Material shown section start
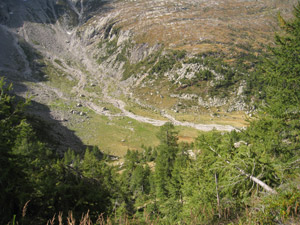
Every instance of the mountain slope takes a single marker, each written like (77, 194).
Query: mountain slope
(95, 62)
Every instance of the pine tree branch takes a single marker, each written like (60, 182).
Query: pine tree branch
(253, 178)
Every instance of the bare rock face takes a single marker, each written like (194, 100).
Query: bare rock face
(57, 48)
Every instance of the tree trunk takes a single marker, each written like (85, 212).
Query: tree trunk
(254, 179)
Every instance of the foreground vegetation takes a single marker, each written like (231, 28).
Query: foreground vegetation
(247, 177)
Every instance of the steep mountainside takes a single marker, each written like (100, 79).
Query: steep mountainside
(114, 70)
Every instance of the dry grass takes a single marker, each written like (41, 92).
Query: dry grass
(189, 24)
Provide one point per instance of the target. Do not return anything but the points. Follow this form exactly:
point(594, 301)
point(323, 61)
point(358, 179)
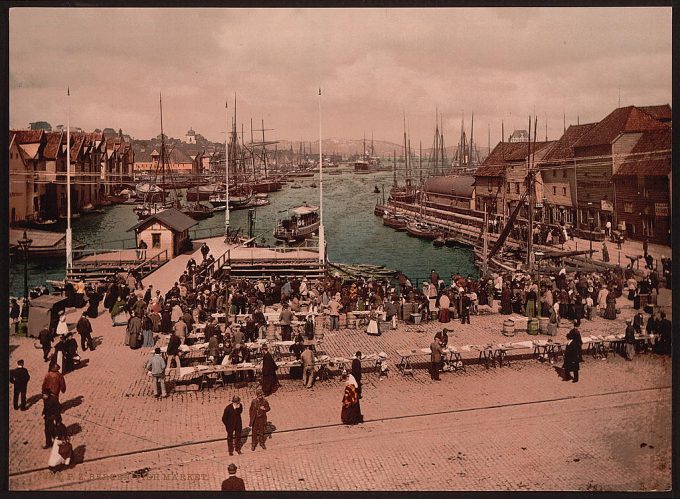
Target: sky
point(376, 67)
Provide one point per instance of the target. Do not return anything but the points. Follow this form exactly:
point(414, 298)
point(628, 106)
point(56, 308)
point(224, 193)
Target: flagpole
point(69, 234)
point(322, 236)
point(226, 169)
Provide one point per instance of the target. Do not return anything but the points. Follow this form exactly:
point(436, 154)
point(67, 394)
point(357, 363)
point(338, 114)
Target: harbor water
point(353, 233)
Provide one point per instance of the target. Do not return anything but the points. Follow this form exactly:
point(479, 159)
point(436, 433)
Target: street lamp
point(539, 257)
point(25, 243)
point(592, 227)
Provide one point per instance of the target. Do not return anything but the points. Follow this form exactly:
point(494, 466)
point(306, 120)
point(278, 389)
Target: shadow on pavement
point(70, 404)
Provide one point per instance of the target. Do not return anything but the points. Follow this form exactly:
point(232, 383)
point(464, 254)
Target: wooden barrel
point(532, 326)
point(508, 327)
point(271, 333)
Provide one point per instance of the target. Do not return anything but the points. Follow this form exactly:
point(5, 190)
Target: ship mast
point(69, 234)
point(322, 238)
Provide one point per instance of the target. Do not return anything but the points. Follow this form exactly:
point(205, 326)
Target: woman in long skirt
point(351, 408)
point(572, 355)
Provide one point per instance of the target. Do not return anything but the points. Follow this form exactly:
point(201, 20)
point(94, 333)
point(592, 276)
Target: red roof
point(27, 136)
point(661, 113)
point(505, 152)
point(623, 119)
point(563, 150)
point(52, 147)
point(651, 155)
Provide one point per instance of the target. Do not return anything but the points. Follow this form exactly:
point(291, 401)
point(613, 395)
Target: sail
point(506, 230)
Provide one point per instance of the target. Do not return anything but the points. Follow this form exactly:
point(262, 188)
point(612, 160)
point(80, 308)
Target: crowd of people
point(200, 291)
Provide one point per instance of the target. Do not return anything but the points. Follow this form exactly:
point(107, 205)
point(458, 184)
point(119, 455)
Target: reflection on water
point(353, 233)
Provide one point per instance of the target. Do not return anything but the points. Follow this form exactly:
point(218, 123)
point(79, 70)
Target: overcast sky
point(372, 64)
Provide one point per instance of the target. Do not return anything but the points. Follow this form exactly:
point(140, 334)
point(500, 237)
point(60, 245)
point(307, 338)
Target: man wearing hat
point(233, 482)
point(232, 423)
point(269, 381)
point(54, 381)
point(630, 340)
point(156, 369)
point(84, 328)
point(259, 408)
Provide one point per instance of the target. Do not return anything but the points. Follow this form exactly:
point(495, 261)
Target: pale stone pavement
point(579, 436)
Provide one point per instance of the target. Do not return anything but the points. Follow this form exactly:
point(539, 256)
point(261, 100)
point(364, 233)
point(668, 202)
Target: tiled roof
point(623, 119)
point(54, 139)
point(172, 218)
point(661, 113)
point(651, 155)
point(563, 149)
point(504, 152)
point(28, 136)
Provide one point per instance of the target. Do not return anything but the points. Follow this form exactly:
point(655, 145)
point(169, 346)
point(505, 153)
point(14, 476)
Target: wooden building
point(166, 230)
point(450, 191)
point(642, 184)
point(595, 155)
point(559, 178)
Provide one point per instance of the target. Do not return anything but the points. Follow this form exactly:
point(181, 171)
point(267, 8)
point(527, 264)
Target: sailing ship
point(422, 230)
point(302, 223)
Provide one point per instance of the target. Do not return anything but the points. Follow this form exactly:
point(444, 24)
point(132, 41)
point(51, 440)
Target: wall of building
point(167, 242)
point(643, 205)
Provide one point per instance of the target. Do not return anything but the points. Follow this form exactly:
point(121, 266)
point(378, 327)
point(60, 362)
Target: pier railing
point(152, 263)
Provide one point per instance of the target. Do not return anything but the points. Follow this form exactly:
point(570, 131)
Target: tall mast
point(322, 236)
point(69, 234)
point(227, 133)
point(162, 150)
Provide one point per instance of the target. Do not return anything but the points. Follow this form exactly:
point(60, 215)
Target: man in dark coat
point(84, 329)
point(356, 372)
point(70, 351)
point(572, 355)
point(233, 482)
point(435, 359)
point(45, 338)
point(51, 414)
point(19, 378)
point(259, 408)
point(665, 329)
point(269, 367)
point(232, 423)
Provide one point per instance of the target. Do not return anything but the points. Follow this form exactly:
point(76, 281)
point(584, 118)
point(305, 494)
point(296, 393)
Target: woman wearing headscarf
point(351, 408)
point(572, 355)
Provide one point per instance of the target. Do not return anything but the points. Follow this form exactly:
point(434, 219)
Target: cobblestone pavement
point(118, 427)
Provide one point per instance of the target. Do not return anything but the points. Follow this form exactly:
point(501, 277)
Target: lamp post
point(539, 257)
point(592, 227)
point(25, 243)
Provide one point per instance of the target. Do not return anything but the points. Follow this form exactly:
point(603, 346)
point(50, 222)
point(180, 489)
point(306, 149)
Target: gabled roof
point(563, 149)
point(171, 218)
point(507, 152)
point(661, 113)
point(623, 119)
point(651, 155)
point(28, 136)
point(52, 149)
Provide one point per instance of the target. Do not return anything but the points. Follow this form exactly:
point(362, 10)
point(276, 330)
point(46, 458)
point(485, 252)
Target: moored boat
point(422, 230)
point(302, 223)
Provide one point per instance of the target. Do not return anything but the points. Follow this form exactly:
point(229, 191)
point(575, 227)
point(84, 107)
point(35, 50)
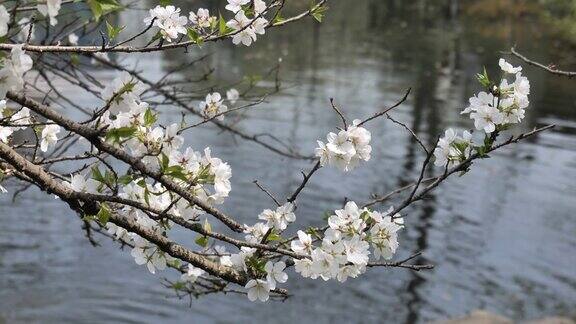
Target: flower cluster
point(452, 148)
point(131, 124)
point(4, 21)
point(499, 108)
point(13, 69)
point(345, 149)
point(50, 8)
point(243, 29)
point(345, 248)
point(504, 105)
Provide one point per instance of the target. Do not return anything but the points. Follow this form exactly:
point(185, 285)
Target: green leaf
point(164, 162)
point(103, 214)
point(117, 134)
point(222, 28)
point(278, 18)
point(274, 237)
point(318, 13)
point(113, 32)
point(202, 241)
point(207, 226)
point(194, 36)
point(97, 175)
point(149, 118)
point(125, 179)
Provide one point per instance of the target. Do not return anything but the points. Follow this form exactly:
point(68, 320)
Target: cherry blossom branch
point(92, 135)
point(548, 68)
point(147, 49)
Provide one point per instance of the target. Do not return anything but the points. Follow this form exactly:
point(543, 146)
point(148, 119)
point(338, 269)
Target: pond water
point(502, 237)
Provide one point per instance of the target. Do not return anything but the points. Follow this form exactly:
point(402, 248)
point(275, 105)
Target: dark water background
point(502, 237)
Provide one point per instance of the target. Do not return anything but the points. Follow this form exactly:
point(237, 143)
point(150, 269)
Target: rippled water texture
point(502, 237)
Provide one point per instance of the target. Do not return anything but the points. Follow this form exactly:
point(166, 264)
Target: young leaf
Material shown section end
> **Description of the task**:
Without the pictures, reproduce the entries exactly.

> **Solution for this problem**:
Every instance of the mountain slope takes a single marker, each written like (77, 194).
Query: mountain slope
(95, 62)
Every instance of the pine tree branch takes a single marker, each written like (60, 182).
Query: pine tree branch
(253, 178)
Every instance of the bare rock face takes a single marker, each written like (194, 100).
Query: bare rock face
(57, 48)
Every instance of the tree trunk takes a single marker, each written like (85, 212).
Query: tree trunk
(254, 179)
Every instance of the foreground vegetation takes a single marker, each written like (231, 28).
Query: foreground vegetation
(247, 177)
Every instance of the steep mountainside takes a single marker, each written like (100, 79).
Query: steep mountainside
(114, 70)
Every instance of the dry grass takes a single marker, each written like (41, 92).
Query: dry grass
(189, 24)
Provide one point per instance of the target. Do not return anything but the points. Follow this form exactly:
point(594, 301)
point(323, 61)
point(358, 179)
Target: sky
point(376, 67)
Provide one point per instance of the target. Do not return anything but the points. Follow this form exactly:
point(414, 298)
point(628, 106)
point(56, 308)
point(224, 193)
Target: flagpole
point(69, 234)
point(322, 236)
point(226, 169)
Provide one point per instance of the target. Do not return anything but the points. Follow this form exactly:
point(436, 154)
point(67, 394)
point(357, 363)
point(338, 114)
Target: harbor water
point(353, 233)
Provide one point per instance of the target. Do not return anything but the points. Follow this form exactly:
point(479, 159)
point(436, 433)
Target: street lamp
point(539, 257)
point(25, 243)
point(592, 227)
Provide one point per instance of the target. Do not return anything but the points. Follow this form exactly:
point(494, 466)
point(306, 120)
point(278, 389)
Target: shadow on pavement
point(70, 404)
Provide one point per instance of the target. Do not return anything but the points. Follow this form exactly:
point(232, 383)
point(464, 254)
Target: wooden barrel
point(532, 326)
point(508, 327)
point(271, 333)
Provide one point per instance of the target. Do not return anything but the points. Follow this form exactly:
point(5, 190)
Target: ship mast
point(69, 234)
point(322, 238)
Provide one point per instance of the target. Do not return anything but the points. Follow this form exactly:
point(205, 326)
Target: woman in long skirt
point(351, 408)
point(572, 355)
Provide one point per instance of the target. Do not return anything but the points. Follow this form exactly:
point(201, 20)
point(94, 333)
point(592, 276)
Target: red roof
point(27, 136)
point(661, 113)
point(505, 152)
point(623, 119)
point(563, 150)
point(52, 147)
point(651, 155)
Provide one point per instance of the target. Do not return anything but the points. Follow this form exactly:
point(291, 401)
point(613, 395)
Target: sail
point(506, 230)
Provide one point per instance of the target. Do not return anything but the points. Follow this form exactly:
point(262, 188)
point(612, 160)
point(80, 308)
Target: crowd of people
point(200, 291)
Provide one point per instance of the target. Do not return anything but the points. Follow this form exactly:
point(107, 205)
point(458, 184)
point(119, 455)
Target: reflection on water
point(353, 233)
Provide one point per instance of the target. Do not return anything but the points. Follow this form exactly:
point(218, 123)
point(79, 70)
Target: overcast sky
point(372, 64)
Provide one point per instance of the target. Do not return anything but the points. Follow this form exactly:
point(140, 334)
point(500, 237)
point(60, 245)
point(307, 338)
Target: man wearing hat
point(233, 482)
point(232, 423)
point(269, 381)
point(54, 381)
point(630, 340)
point(156, 369)
point(84, 328)
point(259, 408)
Provide one point per instance of the target. Do not return anything but the points. Follow this form exactly:
point(495, 261)
Target: pale stone pavement
point(579, 436)
Provide one point per instance of the target. Do not return anything but the points. Follow this form exactly:
point(539, 256)
point(261, 100)
point(364, 233)
point(668, 202)
Target: tiled roof
point(623, 119)
point(54, 139)
point(172, 218)
point(661, 113)
point(651, 155)
point(563, 149)
point(504, 152)
point(28, 136)
Provide one point per instance of the target. Do not return anything but the points. Follow this form exactly:
point(655, 145)
point(169, 346)
point(505, 153)
point(14, 476)
Target: wooden building
point(166, 230)
point(450, 191)
point(642, 184)
point(595, 155)
point(559, 178)
Provide one point per instance of the target. Do not return anything but the points. Follow this form exactly:
point(181, 171)
point(267, 8)
point(527, 264)
Target: sailing ship
point(422, 230)
point(302, 223)
Provide one point per instance of the target. Do not return anything but the points. Follow this form exactly:
point(444, 24)
point(132, 41)
point(51, 440)
Target: wall of building
point(167, 242)
point(643, 205)
Provide one point per instance of the target. Do not return anything but the points. Follow this form exactly:
point(121, 266)
point(378, 327)
point(60, 362)
Target: pier railing
point(152, 263)
Provide one point per instance of the target. Do not return anything but the points. Follow this form exactly:
point(570, 131)
Target: tall mast
point(322, 236)
point(69, 234)
point(227, 133)
point(162, 150)
Provide one point per instance of the target. Do not return anything but the points. Follow this form exactly:
point(60, 215)
Target: man in dark coat
point(84, 329)
point(356, 372)
point(70, 351)
point(572, 355)
point(233, 482)
point(435, 359)
point(45, 338)
point(51, 414)
point(19, 378)
point(259, 408)
point(665, 329)
point(269, 367)
point(232, 423)
Provide one point per instance of the target. Do not return anything but the points. Follow this form exactly:
point(76, 281)
point(584, 118)
point(305, 494)
point(296, 393)
Target: woman wearing headscarf
point(351, 408)
point(572, 355)
Provide one point per instance of the target. Do not return anything but the points. Follow this form exactly:
point(434, 219)
Target: cobblestone pavement
point(118, 427)
Provide one point per instance of the target. Do not return anything but the points. Follow this form exactly:
point(501, 277)
Target: lamp post
point(539, 257)
point(592, 227)
point(25, 243)
Provide one point per instance of the target. Do not return anything but the points. Follow this form exactly:
point(603, 346)
point(50, 222)
point(180, 489)
point(306, 149)
Target: gabled roof
point(563, 149)
point(171, 218)
point(507, 152)
point(661, 113)
point(623, 119)
point(651, 155)
point(28, 136)
point(52, 149)
Provide one point per instance of the target. Do not return anything but the points. Follow this form exactly:
point(362, 10)
point(276, 330)
point(46, 458)
point(485, 252)
Target: moored boat
point(422, 230)
point(302, 223)
Provide one point per instance of the target. Do not return anything but the points. Follow this form exactly:
point(229, 191)
point(575, 227)
point(84, 107)
point(35, 50)
Target: flower cluster
point(452, 148)
point(131, 124)
point(4, 21)
point(499, 108)
point(13, 69)
point(345, 149)
point(50, 8)
point(243, 29)
point(345, 248)
point(504, 105)
Provide one point per instance of the target. Do not return anything but the points. Follow this form exactly:
point(185, 285)
Target: green leaf
point(164, 162)
point(103, 214)
point(117, 134)
point(222, 28)
point(278, 18)
point(274, 237)
point(318, 13)
point(113, 32)
point(202, 241)
point(207, 226)
point(194, 36)
point(97, 175)
point(149, 118)
point(125, 179)
Provide one point per instance of the target. Do not return anything but the points. Follow this form exactly:
point(68, 320)
Target: cherry blossom branch
point(92, 135)
point(548, 68)
point(147, 49)
Provide one point per instance of the target. Do not return anything but the points. Follow this form exactly:
point(543, 146)
point(148, 119)
point(338, 269)
Target: pond water
point(502, 237)
Provide one point per instance of the target. Do not return anything but the points. Follow this form exactly:
point(402, 248)
point(275, 105)
Target: dark water background
point(502, 237)
Provide one point per instance of the target. Do not return anything but the points. Follow this form exactly:
point(237, 143)
point(150, 269)
Target: rippled water texture
point(502, 237)
Provide one point per instance of the target. Do not return anything but the points. Follow this form exactly:
point(166, 264)
Target: young leaf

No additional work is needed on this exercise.